··· Information given ···
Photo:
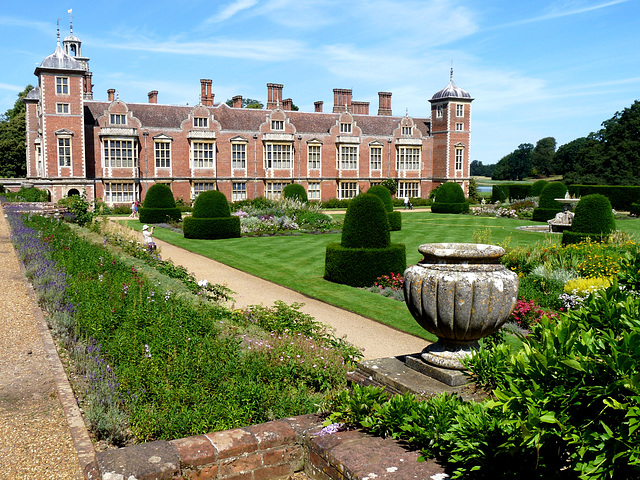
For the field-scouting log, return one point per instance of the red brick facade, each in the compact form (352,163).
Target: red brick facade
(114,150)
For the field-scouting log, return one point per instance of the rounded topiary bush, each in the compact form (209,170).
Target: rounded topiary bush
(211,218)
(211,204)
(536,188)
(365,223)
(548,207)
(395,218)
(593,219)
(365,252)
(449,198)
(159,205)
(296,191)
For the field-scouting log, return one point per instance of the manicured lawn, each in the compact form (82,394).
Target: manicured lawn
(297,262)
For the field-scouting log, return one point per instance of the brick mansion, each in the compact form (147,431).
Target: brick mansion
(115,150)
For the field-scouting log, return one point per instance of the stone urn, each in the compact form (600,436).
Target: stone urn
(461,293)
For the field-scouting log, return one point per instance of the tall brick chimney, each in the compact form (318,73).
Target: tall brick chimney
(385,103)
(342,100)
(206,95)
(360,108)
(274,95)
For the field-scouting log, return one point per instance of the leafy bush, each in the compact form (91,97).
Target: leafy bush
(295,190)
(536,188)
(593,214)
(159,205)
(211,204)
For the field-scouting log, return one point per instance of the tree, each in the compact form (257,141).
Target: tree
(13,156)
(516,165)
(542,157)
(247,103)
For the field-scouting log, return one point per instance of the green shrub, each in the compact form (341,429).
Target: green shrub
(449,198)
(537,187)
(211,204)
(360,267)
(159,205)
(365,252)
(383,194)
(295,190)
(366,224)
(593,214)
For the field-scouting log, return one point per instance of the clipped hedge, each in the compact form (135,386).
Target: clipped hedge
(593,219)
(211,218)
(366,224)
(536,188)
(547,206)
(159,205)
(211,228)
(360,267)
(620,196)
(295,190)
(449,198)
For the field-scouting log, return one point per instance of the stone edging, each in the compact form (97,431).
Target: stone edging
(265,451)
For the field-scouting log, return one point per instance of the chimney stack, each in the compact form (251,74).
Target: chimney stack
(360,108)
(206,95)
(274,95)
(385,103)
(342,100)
···
··· Information given ···
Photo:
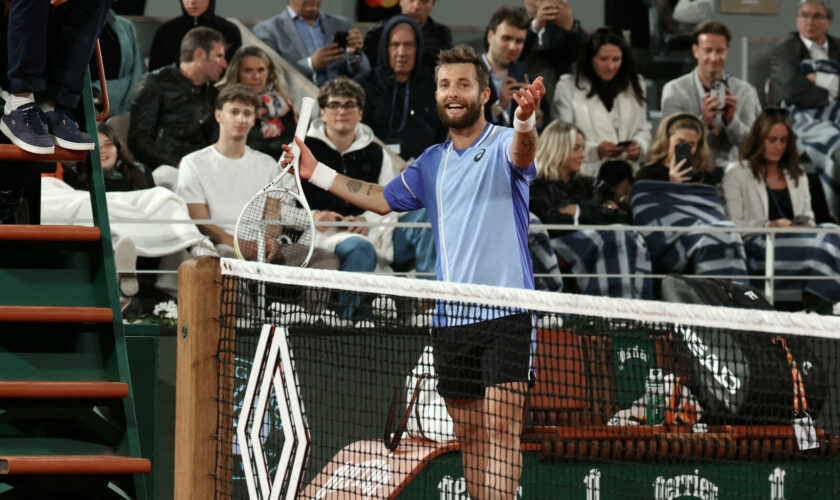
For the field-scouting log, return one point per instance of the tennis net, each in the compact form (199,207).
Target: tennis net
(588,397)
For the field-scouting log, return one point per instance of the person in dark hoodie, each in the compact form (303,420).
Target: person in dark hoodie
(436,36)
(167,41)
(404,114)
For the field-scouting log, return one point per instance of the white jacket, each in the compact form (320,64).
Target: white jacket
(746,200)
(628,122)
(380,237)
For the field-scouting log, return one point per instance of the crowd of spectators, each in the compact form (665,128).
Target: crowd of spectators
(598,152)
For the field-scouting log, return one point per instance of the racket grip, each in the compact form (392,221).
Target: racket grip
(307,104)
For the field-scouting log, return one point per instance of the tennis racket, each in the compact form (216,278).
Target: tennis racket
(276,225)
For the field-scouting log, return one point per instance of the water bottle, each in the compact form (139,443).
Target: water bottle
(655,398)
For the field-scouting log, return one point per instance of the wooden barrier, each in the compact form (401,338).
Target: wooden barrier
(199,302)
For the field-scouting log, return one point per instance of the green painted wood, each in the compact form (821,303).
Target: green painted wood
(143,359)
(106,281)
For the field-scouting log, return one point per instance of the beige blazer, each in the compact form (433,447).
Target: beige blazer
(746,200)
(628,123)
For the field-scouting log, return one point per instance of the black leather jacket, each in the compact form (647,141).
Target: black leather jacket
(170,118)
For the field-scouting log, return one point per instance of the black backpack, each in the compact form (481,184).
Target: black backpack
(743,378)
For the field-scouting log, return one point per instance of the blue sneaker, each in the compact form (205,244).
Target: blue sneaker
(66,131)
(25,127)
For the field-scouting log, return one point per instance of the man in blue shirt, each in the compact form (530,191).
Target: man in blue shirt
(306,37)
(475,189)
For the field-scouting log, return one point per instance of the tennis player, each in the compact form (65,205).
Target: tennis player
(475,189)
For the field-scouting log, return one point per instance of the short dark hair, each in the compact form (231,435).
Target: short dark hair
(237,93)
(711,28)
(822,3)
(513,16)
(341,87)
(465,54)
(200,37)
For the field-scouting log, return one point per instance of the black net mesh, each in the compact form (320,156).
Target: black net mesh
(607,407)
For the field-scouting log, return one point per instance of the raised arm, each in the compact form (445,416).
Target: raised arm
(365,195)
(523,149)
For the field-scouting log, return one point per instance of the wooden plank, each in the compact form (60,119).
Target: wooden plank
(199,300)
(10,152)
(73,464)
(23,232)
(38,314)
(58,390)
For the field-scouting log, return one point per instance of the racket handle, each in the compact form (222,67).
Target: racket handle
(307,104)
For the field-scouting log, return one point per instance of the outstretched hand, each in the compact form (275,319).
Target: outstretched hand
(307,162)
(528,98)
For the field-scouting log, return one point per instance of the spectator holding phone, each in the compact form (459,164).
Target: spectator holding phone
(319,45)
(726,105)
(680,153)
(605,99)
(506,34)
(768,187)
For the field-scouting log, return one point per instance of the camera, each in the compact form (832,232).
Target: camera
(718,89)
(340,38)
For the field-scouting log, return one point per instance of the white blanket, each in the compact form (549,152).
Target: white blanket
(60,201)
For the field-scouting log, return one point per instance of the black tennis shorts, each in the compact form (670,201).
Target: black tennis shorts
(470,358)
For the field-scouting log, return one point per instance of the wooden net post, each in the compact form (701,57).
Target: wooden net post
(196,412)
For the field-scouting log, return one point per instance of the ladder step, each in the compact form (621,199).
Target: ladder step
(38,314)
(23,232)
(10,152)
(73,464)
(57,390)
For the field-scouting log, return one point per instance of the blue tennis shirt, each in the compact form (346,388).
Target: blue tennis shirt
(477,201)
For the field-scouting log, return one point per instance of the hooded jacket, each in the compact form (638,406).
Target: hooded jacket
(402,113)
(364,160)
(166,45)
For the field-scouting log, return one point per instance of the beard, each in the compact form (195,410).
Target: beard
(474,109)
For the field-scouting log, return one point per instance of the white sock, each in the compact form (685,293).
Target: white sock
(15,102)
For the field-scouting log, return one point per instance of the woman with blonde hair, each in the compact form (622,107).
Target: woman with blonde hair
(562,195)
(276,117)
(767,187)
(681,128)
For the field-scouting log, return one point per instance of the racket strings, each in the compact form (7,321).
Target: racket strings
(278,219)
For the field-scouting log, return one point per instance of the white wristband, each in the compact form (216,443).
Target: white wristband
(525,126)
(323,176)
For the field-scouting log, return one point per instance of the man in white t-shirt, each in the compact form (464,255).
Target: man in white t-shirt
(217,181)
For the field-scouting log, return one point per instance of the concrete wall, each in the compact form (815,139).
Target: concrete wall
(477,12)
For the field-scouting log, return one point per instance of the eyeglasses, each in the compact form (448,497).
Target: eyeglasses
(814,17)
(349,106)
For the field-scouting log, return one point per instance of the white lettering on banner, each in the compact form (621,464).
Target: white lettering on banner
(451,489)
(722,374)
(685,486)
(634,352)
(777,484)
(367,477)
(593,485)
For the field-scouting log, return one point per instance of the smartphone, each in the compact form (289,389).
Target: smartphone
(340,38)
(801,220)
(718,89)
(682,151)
···
• [Job]:
Please identify every line in the items above that contains the word "leafy", and copy each of those lines in full. Case counts.

• [Result for this exercise]:
For the field-scouting log, return one point per instance of the leafy bush, each in the compact form (91,97).
Target: leafy bush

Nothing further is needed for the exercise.